**PROBLEM REQUIREMENTS:** Rewrite the entries from the line with "scan for fish tail" through the end of the entries, putting "search for" wherever "scan for" appears and leaving the rest unchanged.

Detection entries
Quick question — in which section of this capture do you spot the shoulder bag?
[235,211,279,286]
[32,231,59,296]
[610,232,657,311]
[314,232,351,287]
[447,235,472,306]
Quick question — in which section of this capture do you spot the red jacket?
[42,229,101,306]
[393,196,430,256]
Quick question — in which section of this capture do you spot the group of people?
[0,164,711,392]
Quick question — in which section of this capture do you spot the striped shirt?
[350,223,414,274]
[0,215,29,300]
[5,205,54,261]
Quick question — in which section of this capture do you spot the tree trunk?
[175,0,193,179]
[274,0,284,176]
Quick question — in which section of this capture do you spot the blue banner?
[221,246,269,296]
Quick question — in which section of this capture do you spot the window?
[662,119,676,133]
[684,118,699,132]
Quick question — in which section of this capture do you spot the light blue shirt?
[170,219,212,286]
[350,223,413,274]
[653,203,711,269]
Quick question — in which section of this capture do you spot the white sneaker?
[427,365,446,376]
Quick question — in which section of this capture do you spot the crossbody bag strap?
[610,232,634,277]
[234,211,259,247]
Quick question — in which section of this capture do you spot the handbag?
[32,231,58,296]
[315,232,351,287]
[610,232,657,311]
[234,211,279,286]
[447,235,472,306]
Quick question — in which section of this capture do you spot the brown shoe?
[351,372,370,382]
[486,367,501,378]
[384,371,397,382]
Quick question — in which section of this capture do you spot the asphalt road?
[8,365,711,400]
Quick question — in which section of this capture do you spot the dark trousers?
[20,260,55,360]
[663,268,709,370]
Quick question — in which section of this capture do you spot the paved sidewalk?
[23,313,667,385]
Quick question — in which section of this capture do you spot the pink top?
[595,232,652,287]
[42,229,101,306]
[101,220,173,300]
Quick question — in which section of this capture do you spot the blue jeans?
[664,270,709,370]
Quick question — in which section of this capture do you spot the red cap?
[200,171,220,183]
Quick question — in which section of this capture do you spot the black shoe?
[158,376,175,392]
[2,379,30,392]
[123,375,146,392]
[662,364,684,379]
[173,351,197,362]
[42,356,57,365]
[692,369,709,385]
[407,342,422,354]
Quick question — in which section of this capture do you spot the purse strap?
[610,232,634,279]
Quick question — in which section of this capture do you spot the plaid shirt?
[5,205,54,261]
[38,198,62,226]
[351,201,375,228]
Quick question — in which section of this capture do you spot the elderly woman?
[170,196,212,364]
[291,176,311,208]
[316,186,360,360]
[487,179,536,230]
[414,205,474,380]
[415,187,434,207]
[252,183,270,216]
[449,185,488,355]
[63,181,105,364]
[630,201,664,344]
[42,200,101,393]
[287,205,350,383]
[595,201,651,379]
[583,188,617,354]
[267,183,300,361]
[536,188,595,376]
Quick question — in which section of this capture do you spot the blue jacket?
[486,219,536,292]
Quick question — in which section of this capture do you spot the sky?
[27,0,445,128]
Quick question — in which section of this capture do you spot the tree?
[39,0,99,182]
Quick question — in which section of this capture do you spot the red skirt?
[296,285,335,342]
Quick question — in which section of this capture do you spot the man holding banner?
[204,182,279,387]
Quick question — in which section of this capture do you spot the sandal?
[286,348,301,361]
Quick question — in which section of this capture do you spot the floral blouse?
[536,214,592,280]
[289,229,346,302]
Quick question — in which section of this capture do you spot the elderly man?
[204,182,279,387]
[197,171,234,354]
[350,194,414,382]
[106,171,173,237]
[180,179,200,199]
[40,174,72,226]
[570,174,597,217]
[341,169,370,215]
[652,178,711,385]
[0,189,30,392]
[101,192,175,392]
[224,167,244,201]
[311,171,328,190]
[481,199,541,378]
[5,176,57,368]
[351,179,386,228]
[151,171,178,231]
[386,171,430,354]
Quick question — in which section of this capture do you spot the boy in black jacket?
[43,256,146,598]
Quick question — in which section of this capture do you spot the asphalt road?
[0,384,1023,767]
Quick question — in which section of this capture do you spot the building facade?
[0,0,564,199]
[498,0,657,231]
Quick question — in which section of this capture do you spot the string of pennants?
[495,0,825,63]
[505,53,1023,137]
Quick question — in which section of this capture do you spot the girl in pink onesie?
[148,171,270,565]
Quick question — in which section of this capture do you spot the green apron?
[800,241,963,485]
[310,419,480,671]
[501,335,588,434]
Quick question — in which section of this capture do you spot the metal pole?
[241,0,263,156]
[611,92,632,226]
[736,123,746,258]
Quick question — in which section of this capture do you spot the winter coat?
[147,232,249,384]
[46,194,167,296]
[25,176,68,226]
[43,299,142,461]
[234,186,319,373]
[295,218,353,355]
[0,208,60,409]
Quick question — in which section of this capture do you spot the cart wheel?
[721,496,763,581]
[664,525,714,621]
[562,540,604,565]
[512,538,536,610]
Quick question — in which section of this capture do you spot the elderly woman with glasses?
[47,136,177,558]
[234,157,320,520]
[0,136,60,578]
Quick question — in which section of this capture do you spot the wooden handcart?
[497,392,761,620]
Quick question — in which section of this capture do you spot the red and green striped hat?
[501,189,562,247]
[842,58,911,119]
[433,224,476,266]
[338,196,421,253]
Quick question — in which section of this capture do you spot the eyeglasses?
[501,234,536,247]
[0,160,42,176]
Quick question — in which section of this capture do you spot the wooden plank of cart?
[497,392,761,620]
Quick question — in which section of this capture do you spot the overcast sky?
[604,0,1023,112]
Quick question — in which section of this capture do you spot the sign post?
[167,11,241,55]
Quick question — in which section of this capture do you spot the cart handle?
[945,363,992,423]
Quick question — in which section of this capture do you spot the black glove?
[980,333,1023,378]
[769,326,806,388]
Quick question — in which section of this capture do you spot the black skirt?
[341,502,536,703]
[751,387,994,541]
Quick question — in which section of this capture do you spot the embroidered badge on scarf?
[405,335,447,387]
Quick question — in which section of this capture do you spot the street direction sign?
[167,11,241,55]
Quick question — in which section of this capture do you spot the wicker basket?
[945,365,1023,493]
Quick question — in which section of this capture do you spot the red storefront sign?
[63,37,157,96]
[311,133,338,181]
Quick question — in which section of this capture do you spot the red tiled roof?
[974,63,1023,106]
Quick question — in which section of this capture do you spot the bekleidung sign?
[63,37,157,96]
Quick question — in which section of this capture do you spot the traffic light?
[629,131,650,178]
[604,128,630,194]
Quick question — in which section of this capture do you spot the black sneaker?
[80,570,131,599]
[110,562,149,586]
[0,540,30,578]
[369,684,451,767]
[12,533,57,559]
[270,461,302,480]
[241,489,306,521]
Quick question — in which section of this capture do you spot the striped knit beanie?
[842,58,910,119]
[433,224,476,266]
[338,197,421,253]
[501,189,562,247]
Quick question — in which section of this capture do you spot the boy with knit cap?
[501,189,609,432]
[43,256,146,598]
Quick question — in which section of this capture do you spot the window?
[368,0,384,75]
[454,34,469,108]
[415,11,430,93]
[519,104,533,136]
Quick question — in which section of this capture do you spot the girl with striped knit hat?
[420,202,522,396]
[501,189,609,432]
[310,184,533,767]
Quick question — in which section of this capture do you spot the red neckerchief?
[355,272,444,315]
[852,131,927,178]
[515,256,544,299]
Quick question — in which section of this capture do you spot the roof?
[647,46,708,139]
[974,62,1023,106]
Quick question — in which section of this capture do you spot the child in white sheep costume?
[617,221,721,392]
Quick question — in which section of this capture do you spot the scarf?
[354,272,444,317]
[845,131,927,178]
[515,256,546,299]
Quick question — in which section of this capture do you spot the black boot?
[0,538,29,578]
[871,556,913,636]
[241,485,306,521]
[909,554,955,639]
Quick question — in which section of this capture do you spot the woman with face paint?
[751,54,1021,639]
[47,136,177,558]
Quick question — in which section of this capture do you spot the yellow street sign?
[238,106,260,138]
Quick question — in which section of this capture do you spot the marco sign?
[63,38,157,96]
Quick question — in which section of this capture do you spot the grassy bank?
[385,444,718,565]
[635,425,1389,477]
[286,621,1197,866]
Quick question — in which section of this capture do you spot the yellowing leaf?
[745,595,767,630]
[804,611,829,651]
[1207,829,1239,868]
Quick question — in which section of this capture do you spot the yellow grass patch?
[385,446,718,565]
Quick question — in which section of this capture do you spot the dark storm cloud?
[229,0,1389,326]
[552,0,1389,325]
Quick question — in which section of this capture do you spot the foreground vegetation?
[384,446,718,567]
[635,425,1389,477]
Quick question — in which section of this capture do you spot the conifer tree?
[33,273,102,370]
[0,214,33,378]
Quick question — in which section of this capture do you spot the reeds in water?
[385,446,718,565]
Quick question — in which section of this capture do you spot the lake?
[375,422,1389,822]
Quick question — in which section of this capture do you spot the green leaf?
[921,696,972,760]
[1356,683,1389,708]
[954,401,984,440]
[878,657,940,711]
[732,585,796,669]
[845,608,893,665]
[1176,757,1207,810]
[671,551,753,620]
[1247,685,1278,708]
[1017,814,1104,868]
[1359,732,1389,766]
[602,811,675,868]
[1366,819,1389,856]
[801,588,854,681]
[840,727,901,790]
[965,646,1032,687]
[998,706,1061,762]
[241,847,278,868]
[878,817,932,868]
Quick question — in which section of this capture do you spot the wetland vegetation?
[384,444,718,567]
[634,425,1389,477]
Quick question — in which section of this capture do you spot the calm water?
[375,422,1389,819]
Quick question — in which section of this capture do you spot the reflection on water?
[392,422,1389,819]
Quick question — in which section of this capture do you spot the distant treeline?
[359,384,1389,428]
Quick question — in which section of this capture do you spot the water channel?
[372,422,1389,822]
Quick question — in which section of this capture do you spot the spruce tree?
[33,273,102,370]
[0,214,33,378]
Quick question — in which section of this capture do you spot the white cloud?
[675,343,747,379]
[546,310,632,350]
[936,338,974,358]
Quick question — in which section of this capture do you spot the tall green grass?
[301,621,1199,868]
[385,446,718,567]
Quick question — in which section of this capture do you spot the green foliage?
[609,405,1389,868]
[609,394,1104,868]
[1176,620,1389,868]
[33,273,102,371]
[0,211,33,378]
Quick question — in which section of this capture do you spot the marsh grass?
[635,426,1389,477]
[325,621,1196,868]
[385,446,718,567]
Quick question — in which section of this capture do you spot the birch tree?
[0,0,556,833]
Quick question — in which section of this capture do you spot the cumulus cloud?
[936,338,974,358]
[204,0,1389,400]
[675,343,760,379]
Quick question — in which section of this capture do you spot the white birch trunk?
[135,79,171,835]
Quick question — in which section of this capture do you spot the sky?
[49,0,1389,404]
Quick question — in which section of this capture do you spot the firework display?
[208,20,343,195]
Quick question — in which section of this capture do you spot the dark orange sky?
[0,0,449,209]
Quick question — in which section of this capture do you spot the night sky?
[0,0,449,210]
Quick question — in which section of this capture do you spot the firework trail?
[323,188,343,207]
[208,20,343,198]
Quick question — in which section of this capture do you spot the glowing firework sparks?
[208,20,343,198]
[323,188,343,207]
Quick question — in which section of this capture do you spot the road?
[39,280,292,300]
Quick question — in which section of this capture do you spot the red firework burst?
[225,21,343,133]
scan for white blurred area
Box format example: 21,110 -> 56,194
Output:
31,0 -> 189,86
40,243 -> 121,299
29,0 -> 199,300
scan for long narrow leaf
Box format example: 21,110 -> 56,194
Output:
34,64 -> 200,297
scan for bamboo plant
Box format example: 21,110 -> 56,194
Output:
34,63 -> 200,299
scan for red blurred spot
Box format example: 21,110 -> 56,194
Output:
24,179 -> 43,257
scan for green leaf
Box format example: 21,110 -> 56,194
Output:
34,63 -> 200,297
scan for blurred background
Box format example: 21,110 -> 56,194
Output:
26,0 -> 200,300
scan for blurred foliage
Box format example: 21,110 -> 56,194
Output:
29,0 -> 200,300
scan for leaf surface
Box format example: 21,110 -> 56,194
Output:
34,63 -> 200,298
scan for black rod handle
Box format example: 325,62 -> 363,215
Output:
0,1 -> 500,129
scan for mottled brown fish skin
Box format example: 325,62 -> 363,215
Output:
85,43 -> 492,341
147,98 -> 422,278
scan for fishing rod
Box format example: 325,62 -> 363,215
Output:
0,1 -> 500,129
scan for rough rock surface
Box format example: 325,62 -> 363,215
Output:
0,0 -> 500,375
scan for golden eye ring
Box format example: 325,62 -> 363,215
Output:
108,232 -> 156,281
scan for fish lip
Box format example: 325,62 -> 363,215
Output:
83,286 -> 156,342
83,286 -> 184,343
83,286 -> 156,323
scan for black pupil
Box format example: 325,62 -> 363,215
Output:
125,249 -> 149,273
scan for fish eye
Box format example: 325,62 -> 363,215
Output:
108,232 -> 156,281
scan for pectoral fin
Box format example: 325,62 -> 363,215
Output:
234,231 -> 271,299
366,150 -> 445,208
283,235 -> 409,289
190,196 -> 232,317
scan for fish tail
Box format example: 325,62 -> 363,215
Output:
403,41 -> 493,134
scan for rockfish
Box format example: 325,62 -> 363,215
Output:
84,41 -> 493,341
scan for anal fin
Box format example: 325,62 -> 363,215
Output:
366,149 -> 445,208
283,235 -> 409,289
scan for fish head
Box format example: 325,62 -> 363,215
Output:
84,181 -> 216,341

**ANSWER TO THE TASK:**
search for fish tail
Box format example: 325,62 -> 363,215
Output:
403,41 -> 493,134
search for rockfish
Box format example: 325,62 -> 363,215
Output:
84,41 -> 493,341
search for anal fin
Box format example: 325,62 -> 363,215
Output:
366,149 -> 445,208
283,235 -> 409,289
search for fish head
Box format example: 325,62 -> 363,215
Output:
84,181 -> 216,341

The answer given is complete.